Extrait:
Une protection des consommateurs insuffisante

Les moyens consacrés aux contrôles des denrées alimentaires importées au niveau européen et au niveau national sont très limités.

L'Union européenne recense 1498 substances actives, dont 907 interdites. Mais le plan de contrôle européen prévoit d'en contrôler seulement 176. La France va au-delà de cette exigence et contrôle 568 substances. Il reste donc près de 900 substances qui ne sont jamais contrôlées. Cette absence de contrôle favorise le contournement des normes sur les limites de résidus par les opérateurs étrangers.

Le rapport sénatorial déplore que les moyens du Service Commun de Laboratoires, en charge des contrôles aux importations sur les denrées végétales en France, aient été réduits, avec des suppressions d'emplois. Cette situation impose une priorisation des contrôles (alors que des moyens sont mobilisés pour faire face aux flux induits par le Brexit).

Énoncé 1: Dénombrez les lignes des entrées qui contiennent la chaîne « Mark », en tenant compte de la casse, et indiquez seulement ce nombre.
L'extrait et les entrées n'ont aucun lien entre eux.

Entrées fournies:
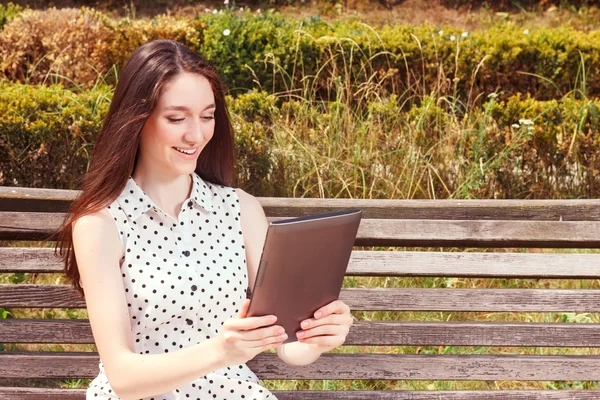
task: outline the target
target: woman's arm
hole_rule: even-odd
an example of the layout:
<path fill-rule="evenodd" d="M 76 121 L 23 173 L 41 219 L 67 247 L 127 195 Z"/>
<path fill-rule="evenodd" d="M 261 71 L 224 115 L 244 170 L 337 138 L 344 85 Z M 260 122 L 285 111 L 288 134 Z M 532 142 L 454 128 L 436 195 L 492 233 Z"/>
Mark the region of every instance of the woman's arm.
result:
<path fill-rule="evenodd" d="M 106 210 L 73 224 L 73 246 L 94 341 L 116 394 L 121 399 L 158 395 L 226 367 L 217 338 L 172 353 L 135 353 L 118 235 Z"/>

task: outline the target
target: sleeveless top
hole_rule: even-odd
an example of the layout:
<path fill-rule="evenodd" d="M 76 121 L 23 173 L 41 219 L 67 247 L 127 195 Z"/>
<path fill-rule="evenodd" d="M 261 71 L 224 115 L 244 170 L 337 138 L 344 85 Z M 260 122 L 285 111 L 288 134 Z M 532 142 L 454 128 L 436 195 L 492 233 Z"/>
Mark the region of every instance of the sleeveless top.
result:
<path fill-rule="evenodd" d="M 178 351 L 218 335 L 246 298 L 246 253 L 237 193 L 192 173 L 178 220 L 163 212 L 130 177 L 107 207 L 125 256 L 125 296 L 139 354 Z M 118 399 L 100 372 L 86 399 Z M 200 376 L 153 400 L 276 399 L 246 364 Z"/>

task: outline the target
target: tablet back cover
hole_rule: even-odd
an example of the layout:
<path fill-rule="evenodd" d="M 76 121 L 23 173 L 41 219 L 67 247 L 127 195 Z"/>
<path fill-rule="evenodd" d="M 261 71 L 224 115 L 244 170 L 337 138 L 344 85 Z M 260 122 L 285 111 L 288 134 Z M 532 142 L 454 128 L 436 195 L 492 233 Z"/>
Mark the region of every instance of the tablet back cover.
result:
<path fill-rule="evenodd" d="M 272 222 L 248 316 L 276 315 L 285 343 L 296 341 L 300 322 L 338 299 L 360 219 L 353 210 Z"/>

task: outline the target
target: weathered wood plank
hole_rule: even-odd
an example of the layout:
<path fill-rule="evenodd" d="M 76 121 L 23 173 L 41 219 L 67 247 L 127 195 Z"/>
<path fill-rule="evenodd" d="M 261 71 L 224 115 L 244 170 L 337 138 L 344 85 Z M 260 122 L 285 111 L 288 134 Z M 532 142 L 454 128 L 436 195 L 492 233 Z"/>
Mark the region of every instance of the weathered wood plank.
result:
<path fill-rule="evenodd" d="M 0 187 L 0 210 L 63 212 L 78 190 Z M 259 197 L 272 217 L 361 209 L 365 218 L 600 221 L 600 200 L 378 200 Z"/>
<path fill-rule="evenodd" d="M 248 366 L 261 379 L 600 380 L 600 356 L 324 354 L 294 367 L 275 354 Z M 4 378 L 92 378 L 96 353 L 0 353 Z"/>
<path fill-rule="evenodd" d="M 0 248 L 0 273 L 62 271 L 54 249 Z M 597 279 L 600 254 L 359 250 L 352 253 L 347 275 Z"/>
<path fill-rule="evenodd" d="M 598 390 L 273 390 L 279 400 L 597 400 Z M 84 400 L 85 389 L 0 387 L 0 400 Z"/>
<path fill-rule="evenodd" d="M 600 290 L 344 288 L 355 311 L 600 312 Z M 69 285 L 0 285 L 3 308 L 85 308 Z"/>
<path fill-rule="evenodd" d="M 48 239 L 63 217 L 1 212 L 0 240 Z M 600 248 L 600 222 L 363 219 L 356 245 Z"/>
<path fill-rule="evenodd" d="M 0 320 L 0 343 L 93 344 L 88 320 Z M 357 321 L 346 345 L 600 347 L 600 324 Z"/>

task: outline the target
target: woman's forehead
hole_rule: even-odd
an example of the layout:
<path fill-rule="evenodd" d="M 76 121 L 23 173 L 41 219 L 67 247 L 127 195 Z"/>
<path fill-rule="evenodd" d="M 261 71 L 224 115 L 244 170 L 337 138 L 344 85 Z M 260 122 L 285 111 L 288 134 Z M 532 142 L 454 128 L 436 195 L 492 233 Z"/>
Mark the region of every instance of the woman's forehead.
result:
<path fill-rule="evenodd" d="M 210 82 L 200 74 L 180 73 L 165 83 L 158 107 L 184 106 L 203 109 L 215 102 Z"/>

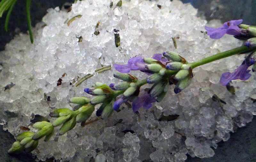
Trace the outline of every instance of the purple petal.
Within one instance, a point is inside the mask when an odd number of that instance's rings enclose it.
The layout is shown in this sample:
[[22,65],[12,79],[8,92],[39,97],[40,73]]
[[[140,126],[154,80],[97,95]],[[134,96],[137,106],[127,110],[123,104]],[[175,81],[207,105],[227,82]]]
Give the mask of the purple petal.
[[116,70],[122,73],[127,73],[131,70],[131,68],[127,65],[114,64],[113,66]]
[[205,27],[205,29],[207,31],[207,34],[210,36],[212,39],[218,39],[223,36],[227,33],[227,29],[220,28],[213,28],[208,27]]
[[228,29],[226,34],[233,35],[239,35],[241,34],[241,29],[237,26],[230,26]]
[[132,110],[135,112],[142,107],[148,110],[152,107],[152,103],[156,101],[156,100],[155,98],[151,97],[149,94],[145,92],[132,102]]
[[231,20],[229,21],[231,25],[237,26],[240,25],[243,22],[243,19],[237,20]]
[[243,62],[233,73],[227,72],[222,74],[220,81],[220,84],[226,86],[232,80],[239,79],[242,81],[246,81],[249,79],[252,75],[249,73],[251,70],[247,69],[251,65],[247,65],[244,62]]

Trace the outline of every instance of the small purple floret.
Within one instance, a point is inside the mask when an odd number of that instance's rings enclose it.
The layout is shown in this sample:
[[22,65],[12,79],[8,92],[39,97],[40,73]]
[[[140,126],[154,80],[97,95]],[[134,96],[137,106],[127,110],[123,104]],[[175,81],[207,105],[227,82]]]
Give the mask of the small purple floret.
[[114,64],[113,65],[116,70],[120,73],[127,73],[131,70],[145,70],[145,64],[142,57],[138,56],[129,59],[127,64]]
[[240,79],[246,81],[249,79],[252,74],[248,68],[255,63],[255,60],[251,58],[252,54],[248,55],[243,61],[242,64],[238,67],[232,73],[227,72],[222,74],[220,82],[222,85],[226,86],[232,80]]
[[205,26],[207,34],[210,38],[213,39],[219,39],[223,36],[225,34],[239,36],[243,34],[241,29],[238,26],[243,22],[243,20],[231,20],[223,24],[222,26],[218,28],[213,28]]
[[155,98],[151,97],[149,94],[145,92],[132,102],[132,110],[135,112],[141,107],[148,110],[152,107],[152,103],[156,101]]

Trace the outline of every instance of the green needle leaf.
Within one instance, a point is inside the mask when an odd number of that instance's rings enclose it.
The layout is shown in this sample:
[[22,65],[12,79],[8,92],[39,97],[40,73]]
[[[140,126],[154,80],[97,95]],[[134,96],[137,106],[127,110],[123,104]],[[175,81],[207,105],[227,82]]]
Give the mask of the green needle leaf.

Énoncé 2:
D'après l'extrait, répondez brièvement :
(a) Combien de substances actives l'Union européenne recense-t-elle ?
(b) Combien de substances la France contrôle-t-elle ?
(c) Quel service est chargé des contrôles aux importations sur les denrées végétales en France ?

Réponse complète 1: 5

Réponse complète 2:
(a) 1498 substances actives.
(b) 568 substances.
(c) Le Service Commun de Laboratoires.